» Records:
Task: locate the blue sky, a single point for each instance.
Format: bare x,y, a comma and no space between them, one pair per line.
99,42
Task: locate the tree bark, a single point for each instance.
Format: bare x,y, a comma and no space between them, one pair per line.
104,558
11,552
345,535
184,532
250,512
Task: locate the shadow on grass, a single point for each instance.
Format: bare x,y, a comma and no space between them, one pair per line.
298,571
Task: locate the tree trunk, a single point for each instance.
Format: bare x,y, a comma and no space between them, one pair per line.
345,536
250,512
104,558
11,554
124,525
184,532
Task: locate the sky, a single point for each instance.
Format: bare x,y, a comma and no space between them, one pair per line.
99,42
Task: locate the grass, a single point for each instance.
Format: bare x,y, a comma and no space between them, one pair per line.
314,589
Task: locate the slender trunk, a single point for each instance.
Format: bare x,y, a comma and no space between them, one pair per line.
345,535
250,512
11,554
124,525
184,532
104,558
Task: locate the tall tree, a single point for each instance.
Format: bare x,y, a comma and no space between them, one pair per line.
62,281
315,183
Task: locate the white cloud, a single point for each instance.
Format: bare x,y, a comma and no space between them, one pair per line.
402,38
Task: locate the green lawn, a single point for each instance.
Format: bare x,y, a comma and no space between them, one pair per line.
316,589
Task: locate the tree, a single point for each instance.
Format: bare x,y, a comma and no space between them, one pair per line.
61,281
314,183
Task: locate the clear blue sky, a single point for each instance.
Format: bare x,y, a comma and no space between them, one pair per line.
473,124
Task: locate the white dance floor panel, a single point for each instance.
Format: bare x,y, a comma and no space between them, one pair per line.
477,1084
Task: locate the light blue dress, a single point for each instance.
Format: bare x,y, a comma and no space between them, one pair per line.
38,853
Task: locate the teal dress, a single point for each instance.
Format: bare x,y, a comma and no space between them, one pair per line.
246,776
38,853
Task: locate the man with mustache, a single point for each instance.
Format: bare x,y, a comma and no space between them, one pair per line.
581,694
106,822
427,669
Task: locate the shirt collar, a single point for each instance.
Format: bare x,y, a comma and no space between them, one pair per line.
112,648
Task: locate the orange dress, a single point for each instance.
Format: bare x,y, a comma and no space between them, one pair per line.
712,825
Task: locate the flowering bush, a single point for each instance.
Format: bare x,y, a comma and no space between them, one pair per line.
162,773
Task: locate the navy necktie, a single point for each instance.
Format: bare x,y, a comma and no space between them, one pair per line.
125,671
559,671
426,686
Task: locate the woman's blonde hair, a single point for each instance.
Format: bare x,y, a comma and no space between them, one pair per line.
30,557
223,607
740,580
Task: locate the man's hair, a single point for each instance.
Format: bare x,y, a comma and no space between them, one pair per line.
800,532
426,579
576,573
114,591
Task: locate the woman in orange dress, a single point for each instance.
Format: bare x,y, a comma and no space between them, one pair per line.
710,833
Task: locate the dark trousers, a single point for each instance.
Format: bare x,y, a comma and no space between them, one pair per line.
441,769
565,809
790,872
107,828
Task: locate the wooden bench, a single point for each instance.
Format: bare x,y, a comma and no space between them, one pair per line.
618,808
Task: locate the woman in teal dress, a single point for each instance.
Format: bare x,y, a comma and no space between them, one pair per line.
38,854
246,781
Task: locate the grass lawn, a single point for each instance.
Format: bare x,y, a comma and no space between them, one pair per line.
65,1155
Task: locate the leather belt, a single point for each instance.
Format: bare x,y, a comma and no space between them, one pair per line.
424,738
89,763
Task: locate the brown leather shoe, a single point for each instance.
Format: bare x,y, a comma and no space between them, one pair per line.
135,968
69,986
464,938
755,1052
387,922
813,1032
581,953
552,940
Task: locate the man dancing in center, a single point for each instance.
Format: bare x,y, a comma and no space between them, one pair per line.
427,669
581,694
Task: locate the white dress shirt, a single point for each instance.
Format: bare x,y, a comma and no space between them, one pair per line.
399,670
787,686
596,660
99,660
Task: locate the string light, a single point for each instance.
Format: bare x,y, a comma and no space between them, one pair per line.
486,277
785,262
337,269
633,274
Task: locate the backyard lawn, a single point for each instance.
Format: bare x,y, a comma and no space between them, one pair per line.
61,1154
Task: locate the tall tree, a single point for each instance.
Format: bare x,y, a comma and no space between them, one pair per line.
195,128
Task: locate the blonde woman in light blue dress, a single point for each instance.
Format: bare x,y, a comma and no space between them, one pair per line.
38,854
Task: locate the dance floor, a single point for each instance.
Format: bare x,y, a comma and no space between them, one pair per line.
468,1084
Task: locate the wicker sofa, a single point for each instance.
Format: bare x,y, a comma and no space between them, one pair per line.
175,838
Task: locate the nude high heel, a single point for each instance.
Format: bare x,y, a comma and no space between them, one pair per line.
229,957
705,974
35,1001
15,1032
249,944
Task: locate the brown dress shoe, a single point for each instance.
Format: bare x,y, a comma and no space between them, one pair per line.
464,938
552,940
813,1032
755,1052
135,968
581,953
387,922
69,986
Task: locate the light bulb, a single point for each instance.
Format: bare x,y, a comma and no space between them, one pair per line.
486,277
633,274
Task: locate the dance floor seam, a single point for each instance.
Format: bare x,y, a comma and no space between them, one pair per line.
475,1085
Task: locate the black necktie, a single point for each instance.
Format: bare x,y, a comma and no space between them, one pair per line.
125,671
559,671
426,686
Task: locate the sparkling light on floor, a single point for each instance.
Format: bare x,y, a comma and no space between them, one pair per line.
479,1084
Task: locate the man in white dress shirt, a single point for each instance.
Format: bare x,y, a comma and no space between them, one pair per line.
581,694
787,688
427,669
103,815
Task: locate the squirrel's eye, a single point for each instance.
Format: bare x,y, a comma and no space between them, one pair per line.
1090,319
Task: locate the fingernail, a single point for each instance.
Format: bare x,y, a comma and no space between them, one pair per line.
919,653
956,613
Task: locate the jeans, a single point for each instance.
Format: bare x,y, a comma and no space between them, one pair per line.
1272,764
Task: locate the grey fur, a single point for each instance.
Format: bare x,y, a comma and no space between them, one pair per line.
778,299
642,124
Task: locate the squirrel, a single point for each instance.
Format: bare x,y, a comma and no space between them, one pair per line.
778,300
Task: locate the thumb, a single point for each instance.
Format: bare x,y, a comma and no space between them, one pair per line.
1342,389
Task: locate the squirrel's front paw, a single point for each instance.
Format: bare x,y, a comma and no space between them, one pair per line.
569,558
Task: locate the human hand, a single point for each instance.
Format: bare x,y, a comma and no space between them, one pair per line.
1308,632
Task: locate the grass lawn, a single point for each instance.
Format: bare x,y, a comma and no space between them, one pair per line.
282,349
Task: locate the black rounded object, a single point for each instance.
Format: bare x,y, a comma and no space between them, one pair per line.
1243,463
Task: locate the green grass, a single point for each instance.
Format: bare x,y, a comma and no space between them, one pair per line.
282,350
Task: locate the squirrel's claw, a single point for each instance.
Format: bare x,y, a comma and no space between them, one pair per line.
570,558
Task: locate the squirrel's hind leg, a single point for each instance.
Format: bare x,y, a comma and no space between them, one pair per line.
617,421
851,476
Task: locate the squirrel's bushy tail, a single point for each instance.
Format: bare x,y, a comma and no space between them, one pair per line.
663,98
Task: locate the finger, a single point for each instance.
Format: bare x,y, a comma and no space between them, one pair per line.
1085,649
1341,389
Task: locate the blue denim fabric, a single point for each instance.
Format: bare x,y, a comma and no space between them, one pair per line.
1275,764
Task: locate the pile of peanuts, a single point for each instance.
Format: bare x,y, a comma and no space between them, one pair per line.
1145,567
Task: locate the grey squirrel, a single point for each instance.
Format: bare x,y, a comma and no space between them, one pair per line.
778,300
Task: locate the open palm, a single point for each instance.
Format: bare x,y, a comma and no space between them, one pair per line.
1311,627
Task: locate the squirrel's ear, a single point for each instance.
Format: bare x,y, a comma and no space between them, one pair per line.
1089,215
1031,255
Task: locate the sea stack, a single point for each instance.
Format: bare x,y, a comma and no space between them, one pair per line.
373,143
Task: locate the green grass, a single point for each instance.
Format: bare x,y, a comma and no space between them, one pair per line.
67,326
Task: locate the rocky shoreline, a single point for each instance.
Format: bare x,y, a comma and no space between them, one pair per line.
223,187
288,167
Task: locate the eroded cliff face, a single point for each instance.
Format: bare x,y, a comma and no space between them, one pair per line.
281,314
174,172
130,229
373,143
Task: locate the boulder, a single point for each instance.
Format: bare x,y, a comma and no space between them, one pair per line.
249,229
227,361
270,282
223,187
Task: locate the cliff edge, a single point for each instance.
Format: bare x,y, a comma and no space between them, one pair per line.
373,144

» Problem description:
Transcribe only the trailing portion of the entries above: the line that contains "Task: locate the rocky" and each line after it.

» Exercise solution:
Task: locate the rocky shoreline, a single point for each instance.
Format: bare x,y, a comma and no space between them, one pair per line.
223,187
288,167
Task: locate the eroded cliff face, a single point for each instance.
Format: bare x,y, a comma and no space between them, one pair per line.
281,314
174,172
130,229
373,143
Task: locate the boulder, a single point for each instance.
Format: bare x,y, a comma and no space between them, one pair per line.
249,229
227,361
270,282
223,187
Task: locate the cliff edge, a single point for each instance.
Format: bare x,y, a comma and no space between them, one pair per line.
373,144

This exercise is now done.